### Required tasks
1: Reproduce the mailing-list post on the IPv6 stack for NS-3 character for character, beginning at the words "Mathieu Lacage mathieu.lacage" and stopping after "same port ?".
2: Resume the mailing-list post on the IPv6 stack for NS-3 from the point where it stops.

### Source text
[Ns-developers] Implementation of an IPv6 stack for NS-3

Mathieu Lacage mathieu.lacage at sophia.inria.fr
Tue Jun 17 08:40:37 PDT 2008


On Tue, 2008-06-17 at 10:03 +0200, Sébastien Vincent wrote:

> > Another issue I wonder about is what the socket API looks like. I have
> > to confess that I know next to nothing about ipv6 so, I would like to
> > know how OSes actually export ipv6 sockets ? How can I specify (in a
> > real OS) that I want an ipv6 tcp socket ? Can I specify that I want a
> > tcp socket to listen both on ipv4 and ipv6 on the same port ?
> >   
> Simply put AF_INET6 for the "domain" parameter of socket()
> i.e. for TCP : int sock=socket(AF_INET6, SOCK_STREAM, IPPROTO_TCP);
> other useful C function :
> - getaddrinfo : to retrieve IPv6 address from a DNS name (for bind(), 
> connect(), ...);
> - getnameinfo : to retriev name (hostname, ...) from IPv6 address;
> - inet_ntop / inet_pton (with AF_INET6 value for "af" parameter).

### Data excerpts
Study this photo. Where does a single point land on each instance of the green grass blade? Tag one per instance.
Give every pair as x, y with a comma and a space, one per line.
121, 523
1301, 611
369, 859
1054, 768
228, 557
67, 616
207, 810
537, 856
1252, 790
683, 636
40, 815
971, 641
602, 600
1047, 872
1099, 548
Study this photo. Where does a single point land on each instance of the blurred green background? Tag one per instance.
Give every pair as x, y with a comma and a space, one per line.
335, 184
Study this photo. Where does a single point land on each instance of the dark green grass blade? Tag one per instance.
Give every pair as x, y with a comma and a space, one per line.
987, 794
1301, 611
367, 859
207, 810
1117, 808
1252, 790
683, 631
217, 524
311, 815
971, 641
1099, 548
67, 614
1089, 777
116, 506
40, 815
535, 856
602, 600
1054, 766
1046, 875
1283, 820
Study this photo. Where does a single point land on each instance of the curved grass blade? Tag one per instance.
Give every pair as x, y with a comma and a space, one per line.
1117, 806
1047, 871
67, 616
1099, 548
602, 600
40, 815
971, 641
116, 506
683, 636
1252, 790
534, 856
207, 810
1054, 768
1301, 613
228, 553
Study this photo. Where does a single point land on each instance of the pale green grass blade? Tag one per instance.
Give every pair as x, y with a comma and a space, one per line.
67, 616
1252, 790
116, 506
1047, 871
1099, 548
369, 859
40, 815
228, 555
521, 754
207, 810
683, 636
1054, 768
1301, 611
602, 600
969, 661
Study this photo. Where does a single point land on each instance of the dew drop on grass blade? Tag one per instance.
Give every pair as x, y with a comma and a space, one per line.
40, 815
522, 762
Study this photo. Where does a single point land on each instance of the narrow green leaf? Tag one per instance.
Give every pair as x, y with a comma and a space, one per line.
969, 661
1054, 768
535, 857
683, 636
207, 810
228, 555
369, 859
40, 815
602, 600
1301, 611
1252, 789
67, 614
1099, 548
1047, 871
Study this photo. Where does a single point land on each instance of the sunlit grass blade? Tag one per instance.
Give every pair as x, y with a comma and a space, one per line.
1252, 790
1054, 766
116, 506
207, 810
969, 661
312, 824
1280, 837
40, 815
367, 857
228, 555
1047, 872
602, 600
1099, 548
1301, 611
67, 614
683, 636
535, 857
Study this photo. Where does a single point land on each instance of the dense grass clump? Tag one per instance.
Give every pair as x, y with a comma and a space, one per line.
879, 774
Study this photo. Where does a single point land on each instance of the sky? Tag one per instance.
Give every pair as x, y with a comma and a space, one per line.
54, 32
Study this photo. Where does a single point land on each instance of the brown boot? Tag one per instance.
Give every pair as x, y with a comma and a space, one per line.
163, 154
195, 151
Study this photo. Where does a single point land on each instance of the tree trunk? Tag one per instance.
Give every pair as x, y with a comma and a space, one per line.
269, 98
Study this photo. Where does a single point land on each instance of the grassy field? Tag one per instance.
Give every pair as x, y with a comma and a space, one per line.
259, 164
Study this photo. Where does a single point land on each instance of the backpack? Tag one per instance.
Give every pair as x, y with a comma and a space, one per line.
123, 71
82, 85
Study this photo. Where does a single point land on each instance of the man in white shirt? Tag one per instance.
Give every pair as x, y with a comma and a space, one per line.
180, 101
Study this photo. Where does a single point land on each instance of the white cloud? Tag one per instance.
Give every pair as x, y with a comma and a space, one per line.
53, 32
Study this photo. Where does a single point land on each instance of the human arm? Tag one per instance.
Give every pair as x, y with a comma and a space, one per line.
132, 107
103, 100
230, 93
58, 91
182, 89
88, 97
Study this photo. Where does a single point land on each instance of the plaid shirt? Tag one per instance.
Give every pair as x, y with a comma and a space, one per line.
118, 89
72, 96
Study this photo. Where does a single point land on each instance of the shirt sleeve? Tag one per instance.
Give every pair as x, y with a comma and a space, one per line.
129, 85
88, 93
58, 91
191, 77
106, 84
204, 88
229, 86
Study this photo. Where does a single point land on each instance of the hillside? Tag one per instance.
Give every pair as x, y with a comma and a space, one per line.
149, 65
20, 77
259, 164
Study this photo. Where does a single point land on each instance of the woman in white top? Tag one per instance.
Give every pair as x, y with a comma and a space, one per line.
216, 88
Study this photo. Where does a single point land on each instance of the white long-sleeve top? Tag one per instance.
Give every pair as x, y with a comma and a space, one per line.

### Answers per task
1:
Mathieu Lacage mathieu.lacage at sophia.inria.fr
Tue Jun 17 08:40:37 PDT 2008


On Tue, 2008-06-17 at 10:03 +0200, Sébastien Vincent wrote:

> > Another issue I wonder about is what the socket API looks like. I have
> > to confess that I know next to nothing about ipv6 so, I would like to
> > know how OSes actually export ipv6 sockets ? How can I specify (in a
> > real OS) that I want an ipv6 tcp socket ? Can I specify that I want a
> > tcp socket to listen both on ipv4 and ipv6 on the same port ?

2:
> 
> The IPv6 socket by default can receive both IPv4 and IPv6 if it is bind 
> with the unspecified address (::). The IPv4 address will be represented 
> as IPv4-mapped address (i.e. ::ffff:192.168.0.1). T**he setsockopt 
> option  IPV6_V6ONLY can disable this.

I see. Thanks for the explanation. 


> In IPv4 under GNU/Linux, when you want more than one address per 
> interface, you have to deals with alias (ifconfig eth0:1 10.0.0.1) and 
> it "creates" another interface.  So your way to have multipe 
> Ipv4Interface on same NetDevice is the same as Linux (for IPv4). But in 
> IPv6 you have all the addresses in the same interface name. So my first 
> impression was to do have a list of addresses as Linux and Unix do.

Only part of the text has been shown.